▶ [Article]:

## start

The last 10 months have been pretty busy for me as far as job searches go. Last year Meteor Games started its decline towards bankruptcy, which it filed for earlier this year (so far as I know). The big layoff happened in mid-November, leaving me and a few others as part of a skeleton crew to wrap things up for the remainder of 2011. I started my job search during this End of Days scenario and ended up interviewing at a lot of places, before starting at Buffalo Studios to begin the new year.
Unfortunately, my job search did not end there. Things were not all as they seemed at Buffalo for me, at least early on. I was dissatisfied with some aspects of my job at the time and rather than try to stick things out, I ended up resuming my job search. To be honest, I probably shouldn’t have jumped ship so quickly, but I did. I ended up at a company called Needly. Due to circumstances entirely beyond my control, I ended up getting hired in for a job that I didn’t exactly interview for. An unintentional bait-and-switch resulted in my extreme dissatisfaction. Again my job search resumed, and through an interesting chain of events, I ended up back at Buffalo.
I’m very happy at Buffalo now. The problems I had at the beginning of the year are not present. I work on internal tools and systems. Basically, I’m a support guy for much of the organization. Need realtime graphs built? You can probably come to me. Need tools to edit player data? Me. Need a custom web board to surface customer service issues? I’m your man, Stan.
So during the last 10 months, I think you can say I’m pretty in-tune with the current state-of-affairs within the LAMP stack tech market in west LA. I’ve had a bunch of interviews and some code challenges. I’ve seen countless job requirements floating about. I’ve had an insane number of recruiters constantly getting in touch with me about possible opportunities – and all of that started a few months after I started at Meteor, so that’s been pretty constant. The companies I’ve interviewed at have been extremely varied in terms of what kinds of software they work on, their business practices, their culture and more. I’ve come a long way and with all of this experience, here I am to tell you one simple sentence that will require a lot of explanation.
I am not a rock star.
Many, many job requirements I came across use marketing-style terms such as “rock star” and “change the world.” Obviously you know what “change the world” means, but in terms of software engineers, a “rock star” is basically what you’d imagine them to me – someone who kicks ass, takes names and blows the competition away. Ideally you’d love to have tons of rock stars all over your engineering organization, right? Well, of course you want quality engineers. Aside from them, you’ll also need a good product, good product management, good executives, good financial backing, etc. But good engineers, yes.
Typically these marketing terms are coupled in with job reqs that have all sorts of interesting benefits and perks. I came across one that said the company offered three catered meals per day. Per day, folks! Shit, you’d almost never have to go grocery shopping for your home, save for weekends, right? Other perks are things like stock options, foosball tables and more.

## end

▶ [What this exercise asks]:
a) In the job-search post, what perk did one company's job listing offer that surprised the writer?
b) Extend the post about the writer's job search, starting after its final sentence.

▶ [Stored records]:
## start

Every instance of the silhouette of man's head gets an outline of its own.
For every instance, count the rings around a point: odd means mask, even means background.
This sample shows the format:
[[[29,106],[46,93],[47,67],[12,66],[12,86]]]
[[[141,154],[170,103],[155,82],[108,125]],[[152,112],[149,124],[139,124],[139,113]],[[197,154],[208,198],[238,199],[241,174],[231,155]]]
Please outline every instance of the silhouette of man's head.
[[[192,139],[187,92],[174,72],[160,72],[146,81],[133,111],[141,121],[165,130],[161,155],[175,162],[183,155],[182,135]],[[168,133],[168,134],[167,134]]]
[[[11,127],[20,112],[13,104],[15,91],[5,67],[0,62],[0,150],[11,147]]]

## end

▶ [Answers to the problems]:
a) Three catered meals per day.

b)
I interviewed at one place before joining Buffalo the first time that had some incredible talent in the building. These guys knew their shit. Actually, I came across a few different places that had some high intelligence in-house. I felt humbled by one of them – Gravity. Man, those guys have sick skills and knowledge. More power to them. Anyway, this one place I interviewed at in late 2011 had this mentality of really enjoying what they work on. Everybody is excited to be there. To revolutionize the industry they were in. To change the world. Dedicated to their craft. Getting the job done.
This was all told to me, of course. I wouldn’t have been able to make this kind of characterization of their engineers (and other professionals) during the time I was there. I got so much marketing speak out of these guys it made my head spin. I had to actually ask numerous questions, some that I’m not comfortable asking in a job interview setting, just to get pertinent details as to what their environment and culture were like.
Basically, this place worked their engineers to the bone. I know someone who is friends with one of the leads at this place. He told me they’re pulling 60- to 70-hour weeks regularly to get shit done. They’re staying late on weekdays and coming in at least one day on almost every weekend. And their product hasn’t even gone to market yet. This was not an environment I wanted to be in.
See, places that use terminology like “rock star” and “change the world” are trying to sell you a job. In my experience, these places are looking for guys that have some talent, of course, but talent that they can burn out in no time flat. I understand that west LA is a startup scene. Long hours may have to be put in. But that’s not the kind of stuff I’m interested in. And potential employers can’t put “May work 50-60 hours per week” on their job reqs – they’ll never hire anybody. So they market the shit out of these things to get people in the door.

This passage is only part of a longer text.